→ Exercise description:
Please retype every line of the listing below, character for character, without changing anything.

→ Given information:

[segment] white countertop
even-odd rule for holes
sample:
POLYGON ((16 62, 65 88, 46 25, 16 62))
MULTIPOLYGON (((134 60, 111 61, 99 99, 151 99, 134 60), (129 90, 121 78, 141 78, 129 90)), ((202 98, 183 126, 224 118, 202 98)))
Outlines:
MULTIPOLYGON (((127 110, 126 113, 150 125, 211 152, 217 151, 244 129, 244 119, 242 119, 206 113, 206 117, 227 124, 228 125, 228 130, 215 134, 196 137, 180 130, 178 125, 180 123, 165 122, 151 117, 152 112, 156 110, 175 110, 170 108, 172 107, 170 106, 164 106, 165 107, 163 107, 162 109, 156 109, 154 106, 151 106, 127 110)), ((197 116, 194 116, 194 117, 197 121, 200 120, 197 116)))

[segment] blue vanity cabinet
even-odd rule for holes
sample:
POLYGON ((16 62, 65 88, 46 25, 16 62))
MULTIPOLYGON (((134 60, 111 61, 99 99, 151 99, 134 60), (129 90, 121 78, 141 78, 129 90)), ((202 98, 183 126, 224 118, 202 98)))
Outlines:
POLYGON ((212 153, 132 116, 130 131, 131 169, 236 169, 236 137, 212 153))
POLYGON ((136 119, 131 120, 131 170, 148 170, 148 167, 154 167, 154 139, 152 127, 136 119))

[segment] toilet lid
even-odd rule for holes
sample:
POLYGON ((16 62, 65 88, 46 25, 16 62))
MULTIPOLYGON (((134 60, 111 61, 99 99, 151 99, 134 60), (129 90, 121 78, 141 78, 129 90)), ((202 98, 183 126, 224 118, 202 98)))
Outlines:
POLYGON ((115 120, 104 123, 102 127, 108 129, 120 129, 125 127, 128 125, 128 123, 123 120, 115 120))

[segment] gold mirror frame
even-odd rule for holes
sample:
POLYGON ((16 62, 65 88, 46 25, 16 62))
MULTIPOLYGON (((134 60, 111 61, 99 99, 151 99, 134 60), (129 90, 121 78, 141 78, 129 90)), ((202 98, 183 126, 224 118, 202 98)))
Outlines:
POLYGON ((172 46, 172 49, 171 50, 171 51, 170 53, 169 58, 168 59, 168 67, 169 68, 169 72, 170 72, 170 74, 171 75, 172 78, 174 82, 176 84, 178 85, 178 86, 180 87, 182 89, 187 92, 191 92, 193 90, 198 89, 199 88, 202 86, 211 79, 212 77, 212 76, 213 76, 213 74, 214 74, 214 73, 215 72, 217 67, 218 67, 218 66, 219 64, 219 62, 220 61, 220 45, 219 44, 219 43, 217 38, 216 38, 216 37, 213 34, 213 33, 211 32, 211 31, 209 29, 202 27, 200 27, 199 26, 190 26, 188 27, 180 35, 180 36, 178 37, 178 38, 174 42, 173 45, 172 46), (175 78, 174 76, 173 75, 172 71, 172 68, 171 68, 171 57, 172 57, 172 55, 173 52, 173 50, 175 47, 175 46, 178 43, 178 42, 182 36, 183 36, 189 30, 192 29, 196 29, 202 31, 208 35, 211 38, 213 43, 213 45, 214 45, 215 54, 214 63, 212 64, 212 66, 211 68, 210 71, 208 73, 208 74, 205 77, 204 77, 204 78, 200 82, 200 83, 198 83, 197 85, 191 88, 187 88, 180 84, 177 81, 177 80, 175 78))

→ Right answer:
[segment] white countertop
even-odd rule for holes
sample:
POLYGON ((16 62, 65 88, 46 25, 16 62))
MULTIPOLYGON (((134 60, 111 61, 99 99, 151 99, 134 60), (129 90, 121 78, 141 78, 129 90)), ((202 98, 183 126, 224 118, 202 98)))
Outlines:
MULTIPOLYGON (((127 110, 126 113, 150 125, 211 152, 217 151, 244 129, 244 119, 242 119, 206 113, 206 117, 227 124, 228 125, 228 130, 215 134, 196 137, 180 130, 178 125, 180 123, 165 122, 151 117, 152 112, 156 110, 175 110, 170 108, 172 107, 170 106, 164 106, 165 107, 163 107, 162 109, 156 109, 154 106, 151 106, 127 110)), ((197 116, 194 116, 194 117, 197 121, 200 120, 197 116)))

[segment] blue vanity cabinet
even-odd rule for holes
sample:
POLYGON ((16 62, 65 88, 46 25, 16 62))
MULTIPOLYGON (((134 60, 111 61, 99 99, 151 99, 134 60), (129 90, 121 78, 141 78, 129 90)), ((202 98, 183 126, 224 118, 202 98)))
Outlines:
POLYGON ((212 153, 132 116, 130 131, 131 169, 236 169, 236 137, 212 153))
POLYGON ((136 119, 131 120, 131 170, 148 170, 148 167, 154 167, 154 139, 152 127, 136 119))

[segment] toilet lid
even-odd rule for holes
sample:
POLYGON ((16 62, 65 88, 46 25, 16 62))
MULTIPOLYGON (((134 60, 111 61, 99 99, 151 99, 134 60), (129 90, 121 78, 141 78, 129 90)), ((202 98, 183 126, 224 118, 202 98)))
Outlines:
POLYGON ((115 120, 104 123, 102 127, 108 129, 120 129, 125 127, 128 125, 128 123, 123 120, 115 120))

[segment] gold mirror frame
even-odd rule for holes
sample:
POLYGON ((16 62, 65 88, 46 25, 16 62))
MULTIPOLYGON (((134 60, 111 61, 99 99, 151 99, 134 60), (129 90, 121 78, 141 78, 129 90)), ((202 98, 183 126, 224 118, 202 98)))
Outlines:
POLYGON ((172 46, 172 49, 171 50, 171 51, 170 53, 169 58, 168 59, 168 67, 169 68, 169 72, 170 72, 170 74, 171 75, 172 78, 174 82, 176 84, 178 85, 178 86, 180 87, 182 89, 187 92, 191 92, 193 90, 198 89, 199 88, 202 86, 211 79, 212 77, 212 76, 213 76, 213 74, 214 74, 214 73, 215 72, 217 67, 218 67, 218 66, 219 64, 219 62, 220 61, 220 45, 219 44, 219 43, 217 38, 216 38, 216 37, 213 34, 213 33, 211 32, 211 31, 209 29, 202 27, 200 27, 199 26, 190 26, 188 27, 180 35, 180 36, 178 37, 178 38, 174 42, 173 45, 172 46), (175 78, 174 76, 173 75, 172 71, 172 68, 171 68, 171 57, 172 57, 172 55, 173 52, 173 50, 175 47, 175 46, 178 43, 178 42, 182 36, 183 36, 189 30, 192 29, 196 29, 202 31, 208 35, 211 38, 213 43, 213 45, 214 45, 215 54, 214 63, 212 64, 212 66, 211 68, 210 71, 208 73, 208 74, 205 77, 204 77, 204 78, 200 82, 200 83, 198 83, 197 85, 191 88, 187 88, 180 84, 177 81, 177 80, 175 78))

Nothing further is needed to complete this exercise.